Text shown =
The DeWitt Wallace Center offers over 20 undergraduate courses designed to give Duke students a thorough understanding of the role of the news media in modern society. Our courses are open to all students, but for those students pursuing the Journalism & Media (JAM) minor, the listing is divided into required and elective courses offerings. In the Duke registration system, DeWitt Wallace Center courses are listed under the JAM (Journalism & Media) subject area.

Core Course

This course is open to all students, but is required for students enrolled in the JAM minor. This course must be taken for a letter grade to count towards the minor.

News as a Moral Battleground

JAM 371, PUBPOL 371, ETHICS 259, DOCST 371, RIGHTS 371, POLSCI 375, CINE 371

Ethical inquiry into journalism and its effect on public discourse. Issues include accuracy, transparency, conflicts of interest and fairness. Topics include coverage of national security, government secrecy, plagiarism/fabrication, and trade-offs of anonymous sourcing.

Codes: EI, R, SS, W
Instructor:

Journalism & Media Practicum Course Cluster

The following courses are open to all undergraduates, but students enrolled in the JAM minor must take at least one for a letter grade. For JAM students, these courses can count as an elective if you have already fulfilled the Practicum requirement.

Intro to Podcasting: Podcasting in a Changing Media Landscape- The art, craft and ethics of an emerging medium

JAM 363, DOCST 369

Podcasting has exploded in recent years, with hundreds of thousands of shows in production and more than a fifth of Americans listening to podcasts at least weekly. This course will provide a hands-on introduction to the craft of podcasting, combined with critical reflection on various podcast forms. Students will consider the role of podcasts in the changing media equation, including the role of podcasts in local news. They will gain practice with the basics of podcast creation and will apply these lessons by creating podcast episodes focusing on the people, places and issues of Durham, N.C.

Codes: ALP, EI, R
Instructor: Carol Jackson

News Writing and Reporting

JAM 367S-01, PUBPOL 367S-01

Seminar on reporting and writing news and feature stories. Students required to produce news stories based on original reporting and writing, including interviews, use of the Internet and electronic databases, public records, and written publications. Written assignments critiqued in class; final project.

Codes: R, SS, W

Video Journalism

JAM 365S-01, PUBPOL 365S, VMS 305S, DOCST 367S, CINE 366S

This course will offer students the opportunity to learn how television journalism works. Students will learn how editorial decisions are made and will get hands-on experience weaving the elements of video, audio and the written word into television stories that can inform and inspire. This course is designed for students who may be considering a career in broadcast journalism or other students Who want to better understand how television journalism works and its role in public policy.

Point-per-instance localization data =
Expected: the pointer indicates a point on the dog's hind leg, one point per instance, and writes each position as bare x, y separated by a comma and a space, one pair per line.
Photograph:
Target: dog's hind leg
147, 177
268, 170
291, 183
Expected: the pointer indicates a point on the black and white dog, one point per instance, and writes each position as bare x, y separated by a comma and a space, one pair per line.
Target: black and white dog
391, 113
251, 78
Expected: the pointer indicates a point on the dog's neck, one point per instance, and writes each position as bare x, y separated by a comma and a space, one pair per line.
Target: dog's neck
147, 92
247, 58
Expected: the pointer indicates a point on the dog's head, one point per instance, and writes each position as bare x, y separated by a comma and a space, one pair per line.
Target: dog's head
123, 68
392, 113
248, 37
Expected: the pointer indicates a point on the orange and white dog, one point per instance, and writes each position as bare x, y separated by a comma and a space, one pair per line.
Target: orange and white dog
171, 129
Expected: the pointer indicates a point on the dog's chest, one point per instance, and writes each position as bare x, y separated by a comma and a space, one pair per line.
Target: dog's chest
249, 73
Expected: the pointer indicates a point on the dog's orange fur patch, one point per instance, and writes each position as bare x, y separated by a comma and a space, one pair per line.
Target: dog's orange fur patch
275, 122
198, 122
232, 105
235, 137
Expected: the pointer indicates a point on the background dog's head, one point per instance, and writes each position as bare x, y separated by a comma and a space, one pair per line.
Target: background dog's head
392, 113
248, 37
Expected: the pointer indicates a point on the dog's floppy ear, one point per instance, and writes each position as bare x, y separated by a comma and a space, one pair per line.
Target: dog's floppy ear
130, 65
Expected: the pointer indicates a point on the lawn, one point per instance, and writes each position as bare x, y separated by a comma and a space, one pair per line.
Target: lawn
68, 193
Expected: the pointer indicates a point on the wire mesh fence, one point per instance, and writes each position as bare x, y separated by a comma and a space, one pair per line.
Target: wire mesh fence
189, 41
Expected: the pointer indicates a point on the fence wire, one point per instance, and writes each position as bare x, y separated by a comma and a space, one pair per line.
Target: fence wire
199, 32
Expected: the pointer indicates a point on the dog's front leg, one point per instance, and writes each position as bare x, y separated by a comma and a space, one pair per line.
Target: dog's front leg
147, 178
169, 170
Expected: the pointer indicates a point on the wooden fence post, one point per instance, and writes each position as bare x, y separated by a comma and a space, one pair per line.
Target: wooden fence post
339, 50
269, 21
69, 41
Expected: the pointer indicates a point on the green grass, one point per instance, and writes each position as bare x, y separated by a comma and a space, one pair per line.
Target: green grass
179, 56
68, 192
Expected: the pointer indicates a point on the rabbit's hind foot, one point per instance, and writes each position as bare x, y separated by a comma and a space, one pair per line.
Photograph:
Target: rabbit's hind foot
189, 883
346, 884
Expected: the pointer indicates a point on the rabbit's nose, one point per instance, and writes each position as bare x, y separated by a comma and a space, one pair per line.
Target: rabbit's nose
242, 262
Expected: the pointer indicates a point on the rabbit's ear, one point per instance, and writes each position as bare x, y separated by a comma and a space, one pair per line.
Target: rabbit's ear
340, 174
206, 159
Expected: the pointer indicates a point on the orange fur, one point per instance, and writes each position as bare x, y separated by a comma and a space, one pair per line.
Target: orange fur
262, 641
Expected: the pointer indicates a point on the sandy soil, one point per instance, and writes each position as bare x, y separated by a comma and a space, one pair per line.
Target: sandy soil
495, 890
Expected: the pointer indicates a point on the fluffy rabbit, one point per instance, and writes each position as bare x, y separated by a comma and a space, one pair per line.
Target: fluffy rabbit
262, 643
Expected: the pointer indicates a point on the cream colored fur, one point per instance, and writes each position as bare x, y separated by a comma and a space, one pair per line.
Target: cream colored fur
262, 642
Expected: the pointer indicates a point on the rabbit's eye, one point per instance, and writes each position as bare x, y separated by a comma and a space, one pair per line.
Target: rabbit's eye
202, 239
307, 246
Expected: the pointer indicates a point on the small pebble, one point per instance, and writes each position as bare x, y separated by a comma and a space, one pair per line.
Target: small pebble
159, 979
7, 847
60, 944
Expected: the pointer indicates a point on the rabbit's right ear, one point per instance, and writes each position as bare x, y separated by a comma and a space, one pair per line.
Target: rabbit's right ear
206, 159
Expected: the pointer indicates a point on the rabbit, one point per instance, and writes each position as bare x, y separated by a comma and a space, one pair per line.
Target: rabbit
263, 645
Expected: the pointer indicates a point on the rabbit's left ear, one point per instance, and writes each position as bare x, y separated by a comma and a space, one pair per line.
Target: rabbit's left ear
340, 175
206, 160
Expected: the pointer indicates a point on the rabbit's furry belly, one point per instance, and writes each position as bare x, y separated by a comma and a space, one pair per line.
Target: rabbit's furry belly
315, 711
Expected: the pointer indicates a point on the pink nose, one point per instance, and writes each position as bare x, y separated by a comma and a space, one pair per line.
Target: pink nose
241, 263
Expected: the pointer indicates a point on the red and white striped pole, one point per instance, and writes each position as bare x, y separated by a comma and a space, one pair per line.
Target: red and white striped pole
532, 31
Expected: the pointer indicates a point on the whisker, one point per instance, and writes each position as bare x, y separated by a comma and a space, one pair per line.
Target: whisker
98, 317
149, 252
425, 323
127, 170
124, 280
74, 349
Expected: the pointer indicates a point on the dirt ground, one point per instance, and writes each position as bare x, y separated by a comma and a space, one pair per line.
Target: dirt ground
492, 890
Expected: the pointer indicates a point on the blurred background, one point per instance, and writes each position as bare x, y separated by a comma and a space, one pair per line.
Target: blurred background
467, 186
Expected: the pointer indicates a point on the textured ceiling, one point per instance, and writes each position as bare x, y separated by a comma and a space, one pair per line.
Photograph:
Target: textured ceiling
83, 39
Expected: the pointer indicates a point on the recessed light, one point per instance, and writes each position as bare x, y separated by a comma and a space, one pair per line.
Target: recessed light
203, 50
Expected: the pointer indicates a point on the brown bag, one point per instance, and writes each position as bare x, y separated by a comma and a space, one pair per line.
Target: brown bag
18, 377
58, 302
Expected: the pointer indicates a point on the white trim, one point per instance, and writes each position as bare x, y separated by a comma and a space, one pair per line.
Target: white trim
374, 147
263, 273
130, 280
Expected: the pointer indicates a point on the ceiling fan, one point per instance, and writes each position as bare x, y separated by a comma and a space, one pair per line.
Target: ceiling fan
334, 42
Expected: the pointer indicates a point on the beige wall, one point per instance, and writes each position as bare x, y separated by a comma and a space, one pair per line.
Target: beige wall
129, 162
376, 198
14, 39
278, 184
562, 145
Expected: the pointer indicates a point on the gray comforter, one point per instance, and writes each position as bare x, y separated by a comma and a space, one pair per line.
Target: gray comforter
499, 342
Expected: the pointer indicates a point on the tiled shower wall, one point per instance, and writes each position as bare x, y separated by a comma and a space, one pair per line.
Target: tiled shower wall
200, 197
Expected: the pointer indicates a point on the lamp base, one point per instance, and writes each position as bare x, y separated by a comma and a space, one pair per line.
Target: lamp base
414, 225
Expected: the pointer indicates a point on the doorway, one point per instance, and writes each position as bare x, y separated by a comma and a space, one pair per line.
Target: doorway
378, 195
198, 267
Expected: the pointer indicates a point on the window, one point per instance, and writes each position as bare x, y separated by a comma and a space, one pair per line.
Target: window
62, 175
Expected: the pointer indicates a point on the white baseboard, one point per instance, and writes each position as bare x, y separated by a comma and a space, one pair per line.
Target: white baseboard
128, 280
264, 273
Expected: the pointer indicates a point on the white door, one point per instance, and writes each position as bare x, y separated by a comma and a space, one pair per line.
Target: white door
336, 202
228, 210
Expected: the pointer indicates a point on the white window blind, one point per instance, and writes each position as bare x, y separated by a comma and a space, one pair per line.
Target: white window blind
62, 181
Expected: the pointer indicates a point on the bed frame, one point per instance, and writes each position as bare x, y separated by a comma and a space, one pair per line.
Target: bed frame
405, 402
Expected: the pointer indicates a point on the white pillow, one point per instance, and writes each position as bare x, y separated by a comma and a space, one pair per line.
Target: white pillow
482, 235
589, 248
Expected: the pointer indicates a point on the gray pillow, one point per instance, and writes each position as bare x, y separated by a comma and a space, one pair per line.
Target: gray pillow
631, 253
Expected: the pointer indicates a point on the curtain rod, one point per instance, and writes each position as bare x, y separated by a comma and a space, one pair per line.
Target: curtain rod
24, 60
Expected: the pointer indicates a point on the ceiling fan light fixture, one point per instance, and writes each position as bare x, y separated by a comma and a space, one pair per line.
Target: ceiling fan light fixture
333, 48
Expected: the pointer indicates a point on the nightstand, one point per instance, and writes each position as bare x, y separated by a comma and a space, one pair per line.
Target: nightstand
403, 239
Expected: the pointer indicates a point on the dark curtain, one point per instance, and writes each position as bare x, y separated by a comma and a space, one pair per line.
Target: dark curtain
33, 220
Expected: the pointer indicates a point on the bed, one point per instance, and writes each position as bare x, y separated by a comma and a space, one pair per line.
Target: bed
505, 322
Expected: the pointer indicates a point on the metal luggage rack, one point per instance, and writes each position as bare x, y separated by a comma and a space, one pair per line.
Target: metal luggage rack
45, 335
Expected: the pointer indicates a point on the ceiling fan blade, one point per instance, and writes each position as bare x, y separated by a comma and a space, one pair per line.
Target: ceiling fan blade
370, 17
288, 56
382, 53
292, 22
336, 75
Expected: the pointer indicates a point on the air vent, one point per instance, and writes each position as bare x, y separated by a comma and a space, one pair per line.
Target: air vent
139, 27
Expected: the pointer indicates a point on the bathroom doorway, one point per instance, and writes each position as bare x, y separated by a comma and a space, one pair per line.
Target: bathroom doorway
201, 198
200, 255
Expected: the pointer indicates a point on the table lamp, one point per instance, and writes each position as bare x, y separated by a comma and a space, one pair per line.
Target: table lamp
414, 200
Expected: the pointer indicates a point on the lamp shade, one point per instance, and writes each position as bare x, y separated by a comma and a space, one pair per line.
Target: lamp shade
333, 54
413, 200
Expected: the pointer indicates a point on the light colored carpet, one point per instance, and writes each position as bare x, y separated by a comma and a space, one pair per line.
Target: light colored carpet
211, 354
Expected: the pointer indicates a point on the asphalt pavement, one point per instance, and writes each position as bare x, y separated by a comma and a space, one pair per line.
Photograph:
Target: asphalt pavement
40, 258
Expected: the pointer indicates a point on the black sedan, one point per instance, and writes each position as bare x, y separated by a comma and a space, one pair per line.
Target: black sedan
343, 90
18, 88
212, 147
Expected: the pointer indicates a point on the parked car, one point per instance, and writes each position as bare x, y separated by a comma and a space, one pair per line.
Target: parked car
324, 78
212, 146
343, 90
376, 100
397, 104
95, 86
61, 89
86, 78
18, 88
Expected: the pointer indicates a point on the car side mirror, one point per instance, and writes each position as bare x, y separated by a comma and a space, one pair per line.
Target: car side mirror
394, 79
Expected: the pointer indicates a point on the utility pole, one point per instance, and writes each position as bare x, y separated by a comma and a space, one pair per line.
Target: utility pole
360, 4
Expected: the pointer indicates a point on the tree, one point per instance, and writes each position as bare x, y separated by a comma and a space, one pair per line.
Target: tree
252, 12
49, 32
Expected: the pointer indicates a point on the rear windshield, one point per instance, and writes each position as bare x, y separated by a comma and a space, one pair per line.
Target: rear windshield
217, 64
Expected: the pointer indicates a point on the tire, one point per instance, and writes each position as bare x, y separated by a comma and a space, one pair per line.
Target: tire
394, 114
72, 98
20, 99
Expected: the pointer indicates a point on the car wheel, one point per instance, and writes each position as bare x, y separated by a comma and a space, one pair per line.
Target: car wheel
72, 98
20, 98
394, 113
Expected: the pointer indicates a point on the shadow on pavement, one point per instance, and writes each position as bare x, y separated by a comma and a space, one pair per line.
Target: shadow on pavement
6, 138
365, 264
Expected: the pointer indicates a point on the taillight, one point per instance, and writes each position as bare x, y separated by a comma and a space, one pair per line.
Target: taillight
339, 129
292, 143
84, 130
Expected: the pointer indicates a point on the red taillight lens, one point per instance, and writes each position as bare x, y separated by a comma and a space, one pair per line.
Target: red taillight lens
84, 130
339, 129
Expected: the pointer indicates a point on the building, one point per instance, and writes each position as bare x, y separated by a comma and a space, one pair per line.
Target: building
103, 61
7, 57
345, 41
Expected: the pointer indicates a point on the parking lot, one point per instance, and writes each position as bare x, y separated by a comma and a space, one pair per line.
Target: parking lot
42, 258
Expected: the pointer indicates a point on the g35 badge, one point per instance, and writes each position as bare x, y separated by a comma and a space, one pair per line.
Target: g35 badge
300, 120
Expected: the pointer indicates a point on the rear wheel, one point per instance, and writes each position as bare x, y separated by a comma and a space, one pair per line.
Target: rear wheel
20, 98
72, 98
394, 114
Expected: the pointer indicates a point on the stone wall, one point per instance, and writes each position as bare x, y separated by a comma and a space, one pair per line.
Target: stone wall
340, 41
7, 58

Work to complete = In the Duke course listing, who teaches the podcasting course?

Your solution = Carol Jackson